Sembra il bollettino di guerra di una rivolta scoppiata in un regime totalitario, invece stiamo parlando della Repubblica Democratica Turca.
Nell’occhio del ciclone si trova il Primo Ministro, Recep Tayyip Erdogan, considerato il più importante leader politico dopo Mustafa Kemal Ataturk che nel 1923 fondò il moderno stato laico turco sulle ceneri dell’Impero Ottomano. Quando Erdogan prese legittimamente le redini del Paese nel 2002, la Turchia si trovava sull’orlo della bancarotta ed usciva da un periodo di governi corrotti e soggetti al potere ed ai golpe dell’esercito. In meno di 10 anni l’attuale Primo Ministro ha stabilizzato la situazione politica ed ha guidato il paese dalla profonda crisi del 2001 al boom economico che ha trasformato la Turchia nella 17esima più grande potenza economica al mondo. Il PIL è cresciuto in media del 5% per anno e gli stipendi triplicati. Inoltre, le sue riforme diedero la possibilità di iniziare le trattative per entrare nell’Unione Europea. In questo modo Erdogan riuscì a guadagnarsi l’approvazione internazionale e la Turchia divenne un modello di democrazia islamica moderata per i paesi emersi dalla Primavera Araba.
La domanda sorge spontanea: quali sono, allora, le motivazioni per una protesta così determinata che sta subendo una repressione così barbara?
Tutto ebbe inizio il 31 maggio. Erdogan diede l’ordine di disperdere, con la forza, i manifestanti pacifici che protestavano in difesa dell’ultimo polmone verde della città, Gezi Park. Ovviamente la sola decisione di radere al suolo il parco per far posto ad un nuovo centro commerciale può spiegare solo in parte la portata di queste rivolte. Un secondo fattore è indubbiamente la violenza indiscriminata della polizia. Un’altra motivazione è la decisione di costruire un terzo ponte sul Bosforo e di intitolarlo provocatoriamente a Yavus Sultan Selim che nel XVI secolo massacrò centinaia di Alawiti (etnia che compone il 15% della popolazione turca). Tuttavia, forse la ragione principale, è la paura che Erdogan stia tentando di Islamizzare la Turchia riportandola al fondamentalismo del passato pre-repubblicano. Alcuni esempi sono l’aver introdotto il divieto di vendere alcolici dalle 22 alle 06, il divieto di baciarsi in pubblico e l’aver tentato di vietare l’aborto e di condannare le adultere durante la sua prima legislatura. Per questo motivo tra i protestanti vi sono ambientalisti, laici, donne, pacifisti, rappresentati delle minoranze etniche e molti altri ancora. Ciò che li accomuna è la giovane età.
Nonostante non se ne parli più nei media internazionali, in Turchia si combatte ancora e per far luce su questa situazione ho intervistato un amico turco conosciuto a Londra nel 2010. Il suo nome è Süleyman Sahin. Nato a Berlino da genitori turchi nel 1971, vive ad Istambul da quando aveva 5 anni. È sposato ed ha una bambina di appena 10 mesi. Süleyman è un regista ed è proprietario di una piccola casa di produzione cinematografica e televisiva. Si definisce un laico attivista. Crede nella cultura, nell’intelletto e nella scienza come mezzi per un mondo migliore dove regnano pace e giustizia.

....

**Obiettivo indicato**
Estrai senza modifiche dal testo sulle proteste in Turchia la parte che si apre con le parole contenenti "Nonostante non se" e si chiude con "pace e giustizia.". Le righe riportate più avanti non hanno alcun legame con il testo sulle proteste in Turchia.

....

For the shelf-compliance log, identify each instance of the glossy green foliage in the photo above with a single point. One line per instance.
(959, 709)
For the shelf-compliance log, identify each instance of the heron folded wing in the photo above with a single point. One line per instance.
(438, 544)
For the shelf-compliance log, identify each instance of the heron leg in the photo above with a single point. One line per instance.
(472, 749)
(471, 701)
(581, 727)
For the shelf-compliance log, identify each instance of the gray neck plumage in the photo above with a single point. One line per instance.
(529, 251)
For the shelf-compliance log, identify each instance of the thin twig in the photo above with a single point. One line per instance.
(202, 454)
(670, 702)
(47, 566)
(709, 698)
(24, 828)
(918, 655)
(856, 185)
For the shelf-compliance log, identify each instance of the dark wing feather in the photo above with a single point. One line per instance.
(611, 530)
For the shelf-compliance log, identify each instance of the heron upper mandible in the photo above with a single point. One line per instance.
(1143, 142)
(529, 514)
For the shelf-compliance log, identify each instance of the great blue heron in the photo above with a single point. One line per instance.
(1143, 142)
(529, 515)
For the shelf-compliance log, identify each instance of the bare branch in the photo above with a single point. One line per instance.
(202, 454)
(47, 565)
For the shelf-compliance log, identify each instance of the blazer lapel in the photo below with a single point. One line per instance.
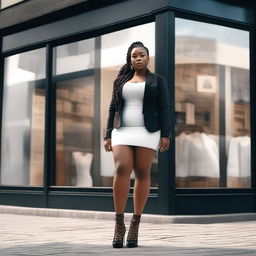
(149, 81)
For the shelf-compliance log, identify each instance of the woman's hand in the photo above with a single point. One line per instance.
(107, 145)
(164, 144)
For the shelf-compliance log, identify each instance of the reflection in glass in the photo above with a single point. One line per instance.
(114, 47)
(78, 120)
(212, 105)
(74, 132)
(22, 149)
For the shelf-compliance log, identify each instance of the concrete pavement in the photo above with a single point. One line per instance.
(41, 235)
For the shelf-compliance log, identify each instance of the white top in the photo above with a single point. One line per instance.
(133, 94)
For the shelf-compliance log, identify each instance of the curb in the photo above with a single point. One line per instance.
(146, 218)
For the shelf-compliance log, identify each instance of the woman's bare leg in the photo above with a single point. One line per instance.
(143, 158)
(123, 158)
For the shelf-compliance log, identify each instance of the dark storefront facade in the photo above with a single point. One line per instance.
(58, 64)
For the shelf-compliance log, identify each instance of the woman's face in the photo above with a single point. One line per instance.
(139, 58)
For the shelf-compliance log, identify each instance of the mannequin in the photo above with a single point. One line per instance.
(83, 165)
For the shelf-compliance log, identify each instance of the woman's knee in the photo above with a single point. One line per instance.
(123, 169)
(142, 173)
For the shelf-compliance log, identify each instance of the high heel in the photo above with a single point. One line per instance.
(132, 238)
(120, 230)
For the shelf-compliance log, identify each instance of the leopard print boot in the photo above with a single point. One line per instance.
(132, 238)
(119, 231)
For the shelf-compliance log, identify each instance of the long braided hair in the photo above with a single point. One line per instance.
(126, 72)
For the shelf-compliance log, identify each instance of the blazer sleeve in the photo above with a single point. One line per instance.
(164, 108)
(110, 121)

....

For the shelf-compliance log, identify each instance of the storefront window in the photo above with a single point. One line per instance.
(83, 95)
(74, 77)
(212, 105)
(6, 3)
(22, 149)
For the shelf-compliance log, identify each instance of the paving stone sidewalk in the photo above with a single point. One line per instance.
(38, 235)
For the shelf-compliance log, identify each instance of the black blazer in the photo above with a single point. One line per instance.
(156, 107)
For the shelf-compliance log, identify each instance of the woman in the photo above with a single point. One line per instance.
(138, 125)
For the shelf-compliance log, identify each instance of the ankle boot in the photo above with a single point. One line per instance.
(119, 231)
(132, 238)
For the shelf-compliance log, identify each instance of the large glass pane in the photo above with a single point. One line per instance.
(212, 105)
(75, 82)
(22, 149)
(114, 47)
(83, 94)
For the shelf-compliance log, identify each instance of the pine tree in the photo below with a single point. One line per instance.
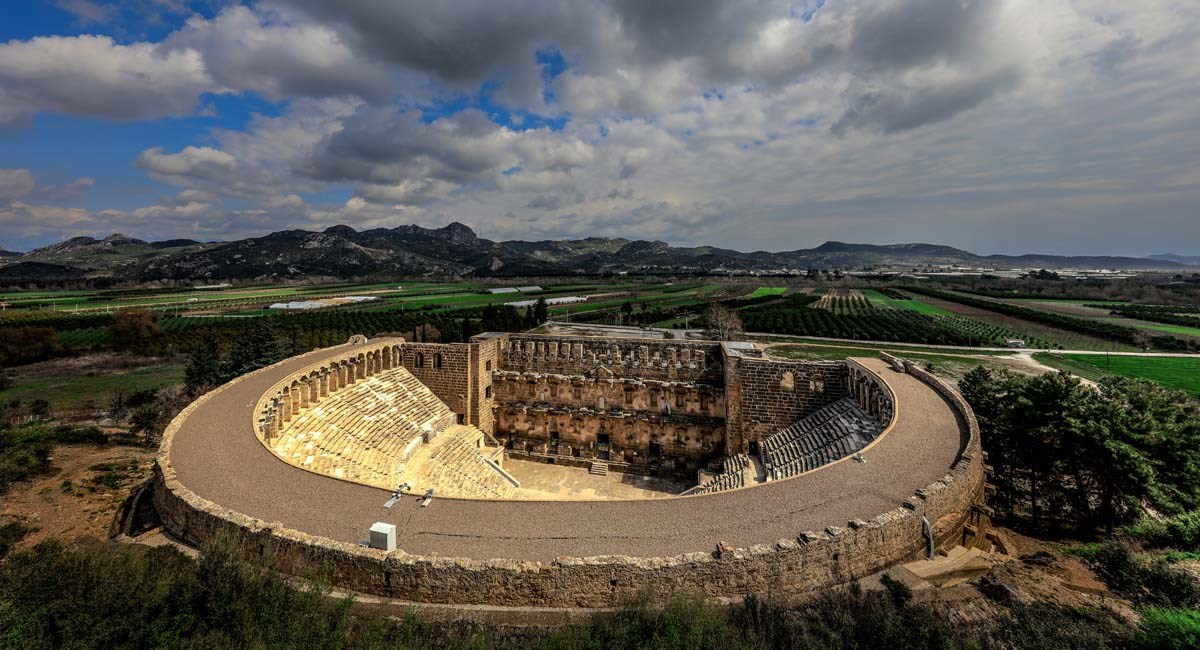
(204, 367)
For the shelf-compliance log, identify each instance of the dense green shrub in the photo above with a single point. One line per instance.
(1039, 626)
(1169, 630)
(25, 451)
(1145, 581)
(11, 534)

....

**Il risultato**
Nonostante non se ne parli più nei media internazionali, in Turchia si combatte ancora e per far luce su questa situazione ho intervistato un amico turco conosciuto a Londra nel 2010. Il suo nome è Süleyman Sahin. Nato a Berlino da genitori turchi nel 1971, vive ad Istambul da quando aveva 5 anni. È sposato ed ha una bambina di appena 10 mesi. Süleyman è un regista ed è proprietario di una piccola casa di produzione cinematografica e televisiva. Si definisce un laico attivista. Crede nella cultura, nell’intelletto e nella scienza come mezzi per un mondo migliore dove regnano pace e giustizia.